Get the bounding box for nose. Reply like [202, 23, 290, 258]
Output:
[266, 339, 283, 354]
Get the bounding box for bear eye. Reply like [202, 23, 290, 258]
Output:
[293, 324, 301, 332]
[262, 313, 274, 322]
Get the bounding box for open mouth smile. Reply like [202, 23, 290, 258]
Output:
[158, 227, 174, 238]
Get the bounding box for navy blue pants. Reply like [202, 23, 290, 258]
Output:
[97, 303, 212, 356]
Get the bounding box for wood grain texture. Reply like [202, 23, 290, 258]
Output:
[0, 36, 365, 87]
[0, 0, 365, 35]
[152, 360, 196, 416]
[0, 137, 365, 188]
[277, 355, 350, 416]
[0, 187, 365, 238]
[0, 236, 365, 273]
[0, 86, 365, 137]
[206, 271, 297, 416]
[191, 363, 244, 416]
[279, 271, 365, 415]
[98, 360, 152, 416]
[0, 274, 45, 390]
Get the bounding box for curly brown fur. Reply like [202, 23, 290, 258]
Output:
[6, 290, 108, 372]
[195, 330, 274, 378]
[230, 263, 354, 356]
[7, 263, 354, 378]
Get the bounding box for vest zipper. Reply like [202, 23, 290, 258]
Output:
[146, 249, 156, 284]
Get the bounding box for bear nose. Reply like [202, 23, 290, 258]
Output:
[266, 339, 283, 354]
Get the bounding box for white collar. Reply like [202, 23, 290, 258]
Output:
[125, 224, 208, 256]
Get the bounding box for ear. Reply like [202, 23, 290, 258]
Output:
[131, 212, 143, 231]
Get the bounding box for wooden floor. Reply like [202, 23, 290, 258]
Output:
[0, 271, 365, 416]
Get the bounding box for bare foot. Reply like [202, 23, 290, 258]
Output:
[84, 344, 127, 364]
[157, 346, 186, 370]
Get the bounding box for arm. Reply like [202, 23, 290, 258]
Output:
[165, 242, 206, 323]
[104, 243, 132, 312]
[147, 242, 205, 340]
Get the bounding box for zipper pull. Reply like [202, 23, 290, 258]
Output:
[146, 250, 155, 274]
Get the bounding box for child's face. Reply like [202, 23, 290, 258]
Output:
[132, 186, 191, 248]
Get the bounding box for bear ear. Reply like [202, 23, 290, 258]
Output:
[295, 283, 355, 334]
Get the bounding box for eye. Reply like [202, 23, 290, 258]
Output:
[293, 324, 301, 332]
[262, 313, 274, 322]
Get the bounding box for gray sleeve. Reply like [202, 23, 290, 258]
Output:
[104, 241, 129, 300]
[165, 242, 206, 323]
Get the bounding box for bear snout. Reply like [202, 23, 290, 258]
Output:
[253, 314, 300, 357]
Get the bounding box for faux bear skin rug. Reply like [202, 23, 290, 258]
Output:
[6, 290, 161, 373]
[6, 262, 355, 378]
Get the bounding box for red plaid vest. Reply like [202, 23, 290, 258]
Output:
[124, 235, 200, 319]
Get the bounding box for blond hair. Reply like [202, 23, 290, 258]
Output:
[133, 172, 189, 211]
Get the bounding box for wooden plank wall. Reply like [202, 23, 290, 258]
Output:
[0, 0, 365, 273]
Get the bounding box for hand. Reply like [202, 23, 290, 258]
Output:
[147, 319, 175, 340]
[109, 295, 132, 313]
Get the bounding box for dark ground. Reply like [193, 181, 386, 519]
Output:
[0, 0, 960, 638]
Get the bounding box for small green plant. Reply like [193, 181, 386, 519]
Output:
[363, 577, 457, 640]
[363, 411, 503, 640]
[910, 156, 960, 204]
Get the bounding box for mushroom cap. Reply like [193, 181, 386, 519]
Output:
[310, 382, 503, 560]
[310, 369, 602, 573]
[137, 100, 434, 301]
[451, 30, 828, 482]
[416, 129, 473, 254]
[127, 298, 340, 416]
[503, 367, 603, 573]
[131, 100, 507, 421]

|---|

Quote all of the entries above word for word, from the first line to the last.

Get the bounding box for nose. Reply like [202, 23, 290, 258]
Output:
[266, 339, 283, 354]
Get the bounding box for bear eye. Reply like [202, 23, 290, 258]
Output:
[293, 324, 301, 332]
[262, 313, 274, 322]
Get the bounding box for open mouth smile. Reply like [202, 23, 290, 258]
Output:
[158, 227, 174, 238]
Get the bounding box for navy blue pants. Reply like [202, 23, 290, 258]
Output:
[97, 303, 212, 356]
Get the bounding box for wood grain texture. Reply like [202, 23, 290, 258]
Output:
[0, 36, 365, 87]
[0, 0, 365, 35]
[152, 360, 196, 416]
[0, 137, 365, 188]
[277, 355, 350, 416]
[0, 187, 365, 238]
[0, 236, 365, 273]
[0, 86, 365, 137]
[206, 271, 297, 416]
[191, 363, 244, 416]
[279, 271, 365, 415]
[98, 360, 152, 416]
[0, 274, 45, 390]
Get the bounding box for curly brown fur. Reply like [202, 23, 290, 258]
Output:
[6, 290, 108, 372]
[195, 330, 274, 378]
[230, 263, 354, 356]
[7, 263, 354, 378]
Get the bounding box for vest zipper. Reply like [202, 23, 290, 258]
Output:
[146, 249, 156, 284]
Get the bounding box for bear nose. Reply like [202, 23, 290, 258]
Output:
[266, 339, 283, 354]
Get the bounding box for white collar. Reply like [202, 23, 290, 258]
Output:
[125, 224, 208, 256]
Get the bounding box for ear. Reply like [202, 23, 290, 258]
Output:
[131, 212, 143, 231]
Get the bounding box for wooden floor. Reply like [202, 23, 290, 258]
Output:
[0, 271, 365, 416]
Get the bounding box for bare foot. Reply like [202, 23, 290, 258]
Output:
[84, 344, 127, 364]
[157, 346, 186, 370]
Get the bounding box for arm. Reply like [202, 23, 290, 258]
Output:
[165, 242, 206, 323]
[104, 243, 132, 312]
[147, 242, 205, 340]
Get the bounding box for zipper pull. Reply like [202, 23, 290, 258]
Output:
[146, 250, 155, 274]
Get the bounding box for child's face. Reply like [202, 23, 290, 258]
Output:
[132, 186, 191, 248]
Get the bounding box for bear ear. Reply like [202, 23, 290, 258]
Output:
[295, 283, 355, 334]
Get the bounding box for eye. Reply like [202, 23, 290, 258]
Output:
[293, 324, 301, 332]
[262, 313, 274, 322]
Get the bounding box for gray sleeve. Reply like [202, 23, 290, 258]
Output:
[104, 241, 129, 300]
[165, 242, 206, 323]
Get the bounding box for bear snout. Reply like [202, 23, 290, 258]
Output:
[253, 314, 300, 357]
Get the bounding box for faux bear skin rug. Reply like [202, 23, 290, 258]
Output:
[6, 290, 161, 373]
[6, 262, 355, 378]
Get the bounding box for red plaid vest. Reply like [202, 23, 290, 258]
Output:
[124, 235, 200, 319]
Get the bounding box for blond hair. Reply like [202, 23, 290, 258]
Output:
[133, 172, 189, 211]
Get the bounding box for wooden plank wall. Reply like [202, 23, 290, 258]
Output:
[0, 0, 365, 273]
Get the bounding box for hand. Reply like [202, 23, 290, 258]
Output:
[147, 319, 175, 340]
[109, 295, 132, 313]
Get the bounding box for dark ground. Reply like [193, 181, 386, 519]
Output:
[0, 0, 960, 638]
Get the bounding box for small green plant. Reply like [193, 181, 386, 519]
Output:
[363, 577, 457, 640]
[363, 411, 503, 640]
[910, 156, 960, 204]
Get the bounding box for mushroom cap. Reply like [193, 181, 386, 519]
Output:
[310, 382, 503, 560]
[310, 369, 602, 573]
[137, 100, 434, 301]
[451, 30, 828, 482]
[416, 129, 473, 254]
[127, 298, 340, 416]
[503, 367, 603, 573]
[131, 100, 507, 421]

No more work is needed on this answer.